# WHAT TO DO
Show every line in the lines below that contains the word "terrain".

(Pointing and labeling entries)
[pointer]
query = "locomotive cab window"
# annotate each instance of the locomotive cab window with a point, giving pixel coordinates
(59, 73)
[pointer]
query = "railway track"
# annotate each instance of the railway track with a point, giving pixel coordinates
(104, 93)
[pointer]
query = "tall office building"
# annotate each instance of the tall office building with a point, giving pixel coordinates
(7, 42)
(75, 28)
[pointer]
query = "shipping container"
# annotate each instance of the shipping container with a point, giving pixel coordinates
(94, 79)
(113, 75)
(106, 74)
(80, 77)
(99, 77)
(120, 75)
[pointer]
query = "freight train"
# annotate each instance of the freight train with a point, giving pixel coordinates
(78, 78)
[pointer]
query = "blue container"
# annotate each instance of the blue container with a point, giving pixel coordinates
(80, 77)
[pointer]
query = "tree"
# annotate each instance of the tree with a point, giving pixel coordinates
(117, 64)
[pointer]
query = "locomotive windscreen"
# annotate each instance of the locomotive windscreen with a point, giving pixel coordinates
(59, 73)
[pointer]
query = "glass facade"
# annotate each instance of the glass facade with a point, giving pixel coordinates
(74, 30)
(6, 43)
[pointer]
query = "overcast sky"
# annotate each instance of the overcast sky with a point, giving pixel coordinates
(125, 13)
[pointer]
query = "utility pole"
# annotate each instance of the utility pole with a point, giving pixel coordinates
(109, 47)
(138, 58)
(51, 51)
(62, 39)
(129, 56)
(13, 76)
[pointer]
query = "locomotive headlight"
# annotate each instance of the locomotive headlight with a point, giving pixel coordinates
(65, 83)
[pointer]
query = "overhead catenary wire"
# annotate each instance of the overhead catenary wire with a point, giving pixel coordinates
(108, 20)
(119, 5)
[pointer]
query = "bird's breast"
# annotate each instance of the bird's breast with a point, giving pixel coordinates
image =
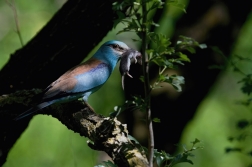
(90, 80)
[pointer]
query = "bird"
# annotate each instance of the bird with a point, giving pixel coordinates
(82, 80)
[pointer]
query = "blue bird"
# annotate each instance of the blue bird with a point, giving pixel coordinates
(84, 79)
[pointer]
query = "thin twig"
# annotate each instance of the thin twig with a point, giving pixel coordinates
(147, 86)
(13, 7)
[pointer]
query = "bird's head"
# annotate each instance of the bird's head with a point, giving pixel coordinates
(110, 52)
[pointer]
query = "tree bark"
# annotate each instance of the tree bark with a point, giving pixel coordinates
(107, 134)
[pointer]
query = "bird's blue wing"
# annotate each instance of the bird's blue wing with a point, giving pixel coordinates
(78, 84)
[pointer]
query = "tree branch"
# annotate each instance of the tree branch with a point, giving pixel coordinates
(107, 134)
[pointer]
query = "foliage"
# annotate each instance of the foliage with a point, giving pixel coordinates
(164, 159)
(136, 16)
(244, 126)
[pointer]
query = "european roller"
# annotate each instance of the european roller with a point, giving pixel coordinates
(84, 79)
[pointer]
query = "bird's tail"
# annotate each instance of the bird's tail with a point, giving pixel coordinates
(32, 110)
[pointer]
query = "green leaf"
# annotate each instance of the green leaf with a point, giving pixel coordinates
(180, 158)
(156, 120)
(247, 84)
(177, 4)
(183, 57)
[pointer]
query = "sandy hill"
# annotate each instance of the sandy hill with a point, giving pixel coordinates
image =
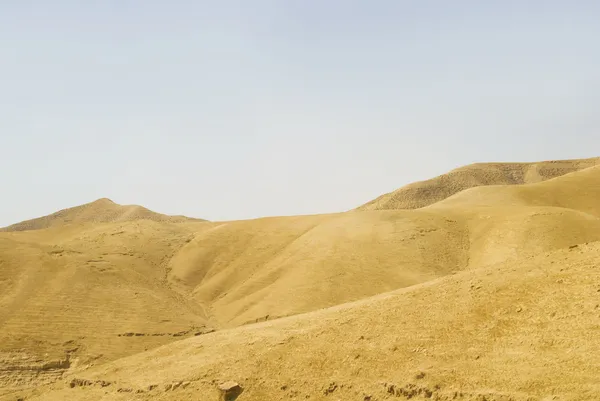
(518, 331)
(424, 193)
(100, 211)
(79, 295)
(465, 281)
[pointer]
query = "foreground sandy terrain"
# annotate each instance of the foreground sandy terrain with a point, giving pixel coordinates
(490, 292)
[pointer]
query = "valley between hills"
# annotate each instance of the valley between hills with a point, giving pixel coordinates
(482, 284)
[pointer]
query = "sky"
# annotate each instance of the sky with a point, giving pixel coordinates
(241, 109)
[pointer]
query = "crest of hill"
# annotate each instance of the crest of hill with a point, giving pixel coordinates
(100, 211)
(509, 335)
(425, 193)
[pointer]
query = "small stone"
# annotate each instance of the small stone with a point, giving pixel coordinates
(229, 390)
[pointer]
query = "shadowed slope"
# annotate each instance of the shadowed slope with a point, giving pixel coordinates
(262, 269)
(424, 193)
(100, 282)
(100, 211)
(86, 294)
(520, 331)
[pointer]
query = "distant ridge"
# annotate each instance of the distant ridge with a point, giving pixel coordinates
(424, 193)
(102, 210)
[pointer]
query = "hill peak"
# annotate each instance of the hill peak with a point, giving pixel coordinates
(102, 210)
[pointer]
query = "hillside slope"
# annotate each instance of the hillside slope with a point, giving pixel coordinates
(424, 193)
(79, 295)
(100, 211)
(261, 269)
(114, 289)
(520, 331)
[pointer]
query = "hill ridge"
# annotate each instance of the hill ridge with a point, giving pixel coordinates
(424, 193)
(102, 210)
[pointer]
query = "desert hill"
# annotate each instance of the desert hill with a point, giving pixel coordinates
(424, 193)
(100, 211)
(114, 289)
(518, 331)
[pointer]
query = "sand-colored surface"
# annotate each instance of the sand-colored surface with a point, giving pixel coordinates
(490, 293)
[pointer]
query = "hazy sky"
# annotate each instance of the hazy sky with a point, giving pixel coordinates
(240, 109)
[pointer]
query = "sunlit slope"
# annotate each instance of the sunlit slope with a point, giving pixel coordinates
(250, 269)
(424, 193)
(263, 269)
(525, 330)
(88, 294)
(512, 221)
(100, 211)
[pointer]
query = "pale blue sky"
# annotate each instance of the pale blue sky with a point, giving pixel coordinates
(240, 109)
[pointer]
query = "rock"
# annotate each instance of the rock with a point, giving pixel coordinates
(229, 391)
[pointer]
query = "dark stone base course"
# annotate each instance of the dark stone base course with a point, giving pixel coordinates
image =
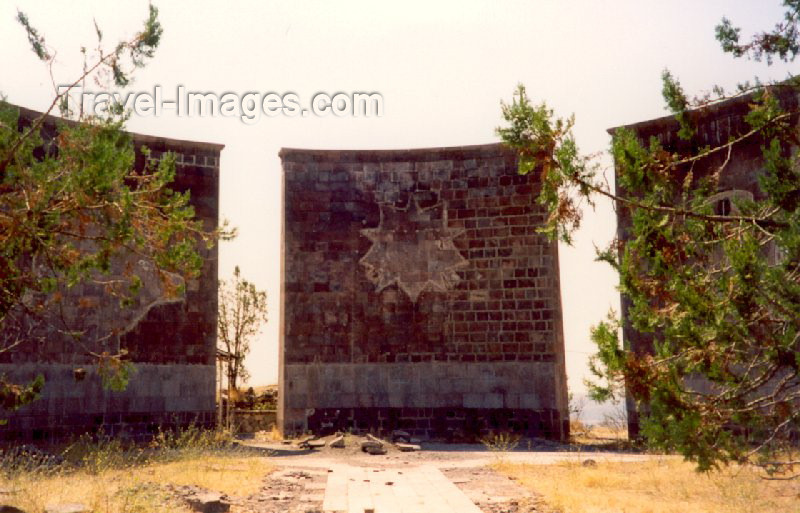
(130, 426)
(450, 424)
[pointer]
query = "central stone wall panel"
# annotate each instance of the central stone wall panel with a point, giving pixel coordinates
(419, 294)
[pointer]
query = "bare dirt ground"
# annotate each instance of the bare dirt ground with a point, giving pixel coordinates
(299, 484)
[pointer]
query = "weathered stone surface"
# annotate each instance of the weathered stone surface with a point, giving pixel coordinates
(170, 340)
(418, 295)
(737, 174)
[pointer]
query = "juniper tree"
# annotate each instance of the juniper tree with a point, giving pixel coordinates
(73, 205)
(242, 310)
(722, 381)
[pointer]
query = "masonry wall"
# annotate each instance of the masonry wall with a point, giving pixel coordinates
(417, 294)
(171, 343)
(715, 126)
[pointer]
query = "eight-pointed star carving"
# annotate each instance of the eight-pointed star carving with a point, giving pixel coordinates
(413, 247)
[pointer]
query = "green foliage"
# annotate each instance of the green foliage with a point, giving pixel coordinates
(718, 294)
(242, 311)
(783, 41)
(73, 206)
(545, 143)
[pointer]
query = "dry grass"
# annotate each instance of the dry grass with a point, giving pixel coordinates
(110, 480)
(657, 486)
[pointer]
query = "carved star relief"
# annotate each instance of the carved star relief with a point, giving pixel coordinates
(413, 247)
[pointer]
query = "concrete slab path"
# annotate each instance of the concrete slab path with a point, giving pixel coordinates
(355, 489)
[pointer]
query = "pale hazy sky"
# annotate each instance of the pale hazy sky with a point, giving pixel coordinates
(442, 69)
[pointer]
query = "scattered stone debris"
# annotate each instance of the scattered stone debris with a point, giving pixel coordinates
(72, 507)
(337, 442)
(316, 444)
(494, 493)
(200, 499)
(407, 447)
(208, 502)
(400, 436)
(373, 447)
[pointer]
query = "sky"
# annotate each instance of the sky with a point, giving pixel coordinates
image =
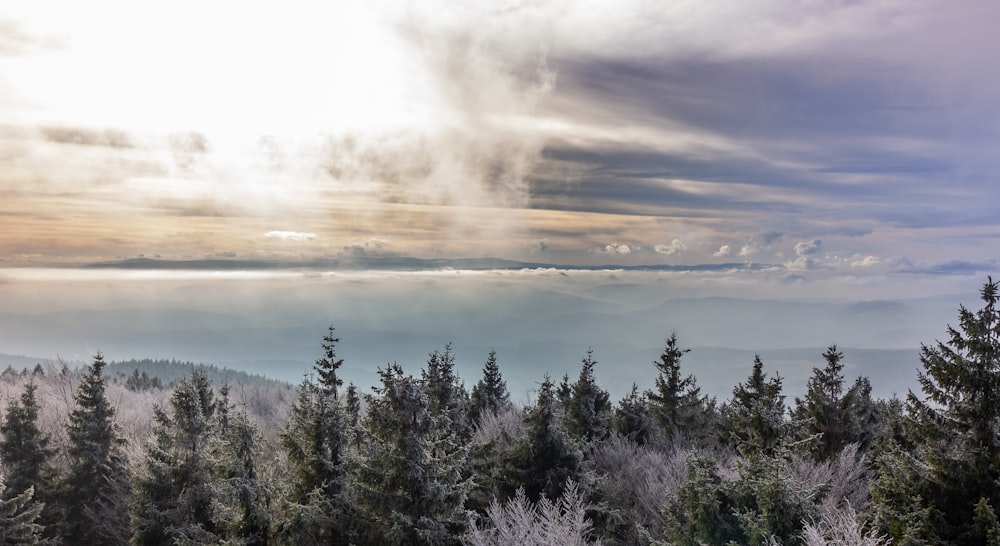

# ANSWER FOR THE TASK
query = "foreground sandy terrain"
# annotate each instance of the foreground sandy terrain with a point, giving pixel coordinates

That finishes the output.